Stored data entries
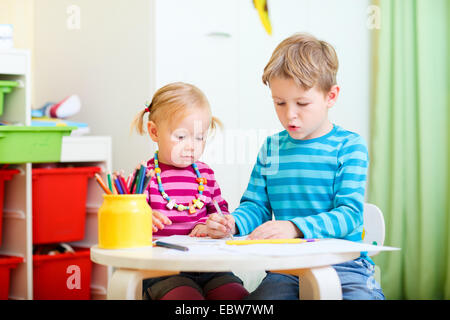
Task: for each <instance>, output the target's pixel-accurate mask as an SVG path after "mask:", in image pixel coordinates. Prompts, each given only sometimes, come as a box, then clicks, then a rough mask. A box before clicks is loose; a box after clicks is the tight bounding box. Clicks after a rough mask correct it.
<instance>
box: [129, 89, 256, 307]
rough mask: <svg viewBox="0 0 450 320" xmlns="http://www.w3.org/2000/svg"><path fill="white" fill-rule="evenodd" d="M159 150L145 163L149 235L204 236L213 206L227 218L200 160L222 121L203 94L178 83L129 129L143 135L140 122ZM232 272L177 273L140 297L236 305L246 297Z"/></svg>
mask: <svg viewBox="0 0 450 320" xmlns="http://www.w3.org/2000/svg"><path fill="white" fill-rule="evenodd" d="M147 114H148V121H147V123H146V125H145V126H146V127H147V130H148V134H149V135H150V137H151V139H152V140H153V141H154V142H156V143H157V144H158V151H156V153H155V155H154V157H153V158H152V159H150V160H149V161H148V162H147V168H148V169H149V170H154V173H155V176H154V177H153V178H152V179H151V181H150V184H149V185H148V188H147V192H148V196H147V200H148V202H149V204H150V206H151V208H152V211H153V235H154V236H155V237H161V236H170V235H190V236H197V237H199V236H206V235H207V234H206V226H205V222H206V220H207V218H208V215H210V214H211V213H215V212H216V209H215V206H214V203H213V201H214V200H215V201H217V203H218V205H219V207H220V209H221V211H222V212H223V213H224V214H229V211H228V204H227V202H226V201H225V200H224V199H223V198H222V196H221V193H220V188H219V185H218V184H217V181H216V180H215V177H214V171H213V170H212V169H211V168H209V167H208V165H207V164H205V163H203V162H200V161H198V159H199V158H200V156H201V155H202V153H203V150H204V148H205V143H206V138H207V135H208V133H209V131H210V130H215V129H216V127H217V126H218V125H220V122H219V120H218V119H217V118H215V117H213V116H212V115H211V109H210V106H209V103H208V100H207V98H206V97H205V95H204V94H203V93H202V92H201V91H200V89H198V88H197V87H195V86H194V85H191V84H187V83H182V82H176V83H171V84H168V85H166V86H164V87H162V88H160V89H159V90H158V91H157V92H156V93H155V94H154V96H153V99H152V102H151V103H150V105H149V106H148V107H146V108H145V109H144V110H142V111H141V112H139V113H138V114H137V116H136V118H135V119H134V121H133V124H132V128H136V130H137V132H138V133H139V134H141V135H143V134H144V117H145V116H146V115H147ZM242 284H243V283H242V281H241V280H240V279H239V278H238V277H236V276H235V275H234V274H233V273H231V272H181V273H180V274H179V275H176V276H169V277H160V278H152V279H146V280H144V284H143V289H144V298H146V299H151V300H204V299H207V300H238V299H242V298H243V297H245V296H246V295H248V292H247V290H246V289H245V288H244V287H243V285H242Z"/></svg>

§ Task item:
For each line above that contains the word "instance", make a copy.

§ Exercise answer:
Task: for each <instance>, output the target's pixel-accurate mask as an SVG path after "mask:", in image pixel coordinates. Prompts, each given only sometimes, come as a box, then clicks, then a rough mask. A box before clicks is loose; a box after clicks is the tight bounding box. Clicks after a rough mask correct it.
<instance>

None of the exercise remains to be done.